_Texte proposé_
━━━━━━━━━━━━━━━━━━━━
Cash, Check, Charge or Art?
Cash, Check, Charge or Art?, Rubrique « Pratiques Critiques » de la revue Point contemporain, paru en juin 2017.
« Les prédictions sont difficiles,
surtout quand elles concernent le futur ».
Niels Bohr.
Des touches noires et blanches s’enfoncent automatiquement sur un clavier, la partition suit le cours d’un programme encodé. Il s’agit de l’évaluation de la valeur du CAC40 sur la période 2005-2010. Hugo Brégeau a établi un rapport de proportionnalité entre des valeurs musicales et des valeurs économiques. Il les a ensuite, de manière « logique et pragmatique », converties en partition et encodées sur l’instrument. Dans une vidéo réalisée par la Panacée en 2014, l’artiste regarde silencieux les touches s’enfoncer du piano disklavier. Soudain, le rythme s’accélère, les tons deviennent plus graves, la partition s’assombrit, nous sommes à l’orée de la crise de 2007. La « main invisible » continue de jouer la partition du marché, à l’image de ces algorithmes aux noms évocateurs, tels que « Sumo, spécialiste dans la négociation de volumes d’ordres dodus », son collègue Oasis qui est plus maigre, ou encore Sonar, Dark, Razor, Scouter, Tex, Float, Aqua, Ninja, Crossfinder Plus, Night Vision, Night Owl, Pathfinder, Cobra, Nighthawk… Parmi eux, il y a aussi des algorithmes bêtes, non adaptatifs et non aléatoires comme Sniper, le narrateur du livre 6/5 qui, lui, reste caché dans un coin, à attendre et observer. Le moment venu, tandis que « ses concurrents arrivent à un prix d’équilibre, juste avant qu’ils ne fassent l’affaire, Sniper vise, tire et en un rien de temps, vole la transaction en ne gagnant qu’une très faible somme – mais en gagnant quand même » [1].
━━━━━━━━━━━━━━━━━━━━
Transcrivez fidèlement le passage de l'article sur la partition du CAC40 qui va de « Cash, Check, Charge or Art?, Rubrique » jusqu'à « Niels Bohr. ».

Données collectées:
━━━━━━━━━━━━━━━━━━━━
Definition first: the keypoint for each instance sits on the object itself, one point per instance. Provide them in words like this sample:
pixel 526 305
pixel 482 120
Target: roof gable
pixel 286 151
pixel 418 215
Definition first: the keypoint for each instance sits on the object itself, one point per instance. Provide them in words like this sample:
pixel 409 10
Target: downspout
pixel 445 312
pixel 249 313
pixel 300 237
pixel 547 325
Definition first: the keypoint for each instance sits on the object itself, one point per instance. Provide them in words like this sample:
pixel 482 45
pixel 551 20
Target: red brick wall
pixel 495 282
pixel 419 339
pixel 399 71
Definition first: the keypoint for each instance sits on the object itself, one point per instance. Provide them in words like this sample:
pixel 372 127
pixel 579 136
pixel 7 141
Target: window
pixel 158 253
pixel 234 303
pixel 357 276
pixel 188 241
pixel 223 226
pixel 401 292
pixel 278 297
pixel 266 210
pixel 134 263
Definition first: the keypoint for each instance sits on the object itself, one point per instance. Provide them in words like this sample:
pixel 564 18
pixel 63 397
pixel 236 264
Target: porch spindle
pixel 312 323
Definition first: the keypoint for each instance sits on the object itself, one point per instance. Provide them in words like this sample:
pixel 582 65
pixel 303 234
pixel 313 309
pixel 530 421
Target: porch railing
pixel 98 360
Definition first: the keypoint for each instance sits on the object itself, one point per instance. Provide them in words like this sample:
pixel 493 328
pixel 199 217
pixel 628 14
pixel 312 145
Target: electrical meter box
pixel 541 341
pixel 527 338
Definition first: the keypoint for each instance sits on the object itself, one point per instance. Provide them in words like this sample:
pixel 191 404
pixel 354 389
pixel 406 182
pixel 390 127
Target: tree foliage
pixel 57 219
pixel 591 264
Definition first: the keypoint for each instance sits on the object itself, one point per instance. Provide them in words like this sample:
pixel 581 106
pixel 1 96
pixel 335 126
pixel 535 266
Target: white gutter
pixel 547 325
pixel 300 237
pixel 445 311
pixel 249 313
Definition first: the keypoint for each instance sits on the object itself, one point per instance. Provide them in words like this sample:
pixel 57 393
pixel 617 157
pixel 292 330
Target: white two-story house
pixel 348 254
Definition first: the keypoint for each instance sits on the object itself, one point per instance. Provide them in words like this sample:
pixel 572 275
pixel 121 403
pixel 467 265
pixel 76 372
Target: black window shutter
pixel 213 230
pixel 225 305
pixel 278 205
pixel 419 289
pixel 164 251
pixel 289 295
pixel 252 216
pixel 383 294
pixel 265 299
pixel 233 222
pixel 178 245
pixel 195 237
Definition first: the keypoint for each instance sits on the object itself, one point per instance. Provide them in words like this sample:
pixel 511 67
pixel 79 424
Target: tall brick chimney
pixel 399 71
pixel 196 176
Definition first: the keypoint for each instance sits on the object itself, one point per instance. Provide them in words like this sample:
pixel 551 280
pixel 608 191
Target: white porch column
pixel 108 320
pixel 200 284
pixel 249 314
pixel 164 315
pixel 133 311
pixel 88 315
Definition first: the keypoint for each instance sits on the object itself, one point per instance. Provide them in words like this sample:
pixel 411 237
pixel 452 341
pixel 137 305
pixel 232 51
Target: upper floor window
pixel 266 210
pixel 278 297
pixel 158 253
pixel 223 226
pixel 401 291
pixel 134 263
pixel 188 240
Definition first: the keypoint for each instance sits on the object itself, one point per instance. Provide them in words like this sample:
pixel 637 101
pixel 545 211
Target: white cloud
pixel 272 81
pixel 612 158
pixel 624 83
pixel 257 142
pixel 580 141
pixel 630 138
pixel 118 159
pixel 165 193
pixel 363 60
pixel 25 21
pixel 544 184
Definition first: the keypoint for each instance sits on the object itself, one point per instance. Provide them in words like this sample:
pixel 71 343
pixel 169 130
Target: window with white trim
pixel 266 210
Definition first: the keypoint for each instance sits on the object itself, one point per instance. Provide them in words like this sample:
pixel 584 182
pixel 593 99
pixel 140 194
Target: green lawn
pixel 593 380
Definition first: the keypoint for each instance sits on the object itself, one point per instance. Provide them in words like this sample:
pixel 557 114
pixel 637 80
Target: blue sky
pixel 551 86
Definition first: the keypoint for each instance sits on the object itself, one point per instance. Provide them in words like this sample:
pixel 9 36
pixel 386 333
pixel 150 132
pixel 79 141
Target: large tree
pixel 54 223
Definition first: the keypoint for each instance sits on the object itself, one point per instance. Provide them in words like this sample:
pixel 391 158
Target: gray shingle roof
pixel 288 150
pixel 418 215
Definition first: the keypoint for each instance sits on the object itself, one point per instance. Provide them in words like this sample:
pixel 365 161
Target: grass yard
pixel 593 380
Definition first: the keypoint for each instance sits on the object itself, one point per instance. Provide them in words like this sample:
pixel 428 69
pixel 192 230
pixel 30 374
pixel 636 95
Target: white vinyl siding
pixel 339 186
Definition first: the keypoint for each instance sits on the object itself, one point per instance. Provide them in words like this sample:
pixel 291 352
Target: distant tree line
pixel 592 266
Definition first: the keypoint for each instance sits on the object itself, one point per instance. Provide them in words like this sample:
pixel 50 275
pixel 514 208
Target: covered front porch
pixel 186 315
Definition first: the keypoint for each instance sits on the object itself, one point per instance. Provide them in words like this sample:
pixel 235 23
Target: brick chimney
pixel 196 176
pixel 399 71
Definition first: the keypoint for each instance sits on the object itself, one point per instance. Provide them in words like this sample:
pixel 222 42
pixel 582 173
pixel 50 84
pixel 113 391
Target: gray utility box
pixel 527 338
━━━━━━━━━━━━━━━━━━━━
_Corrigé de l'exercice_
Cash, Check, Charge or Art?, Rubrique « Pratiques Critiques » de la revue Point contemporain, paru en juin 2017.
« Les prédictions sont difficiles,
surtout quand elles concernent le futur ».
Niels Bohr.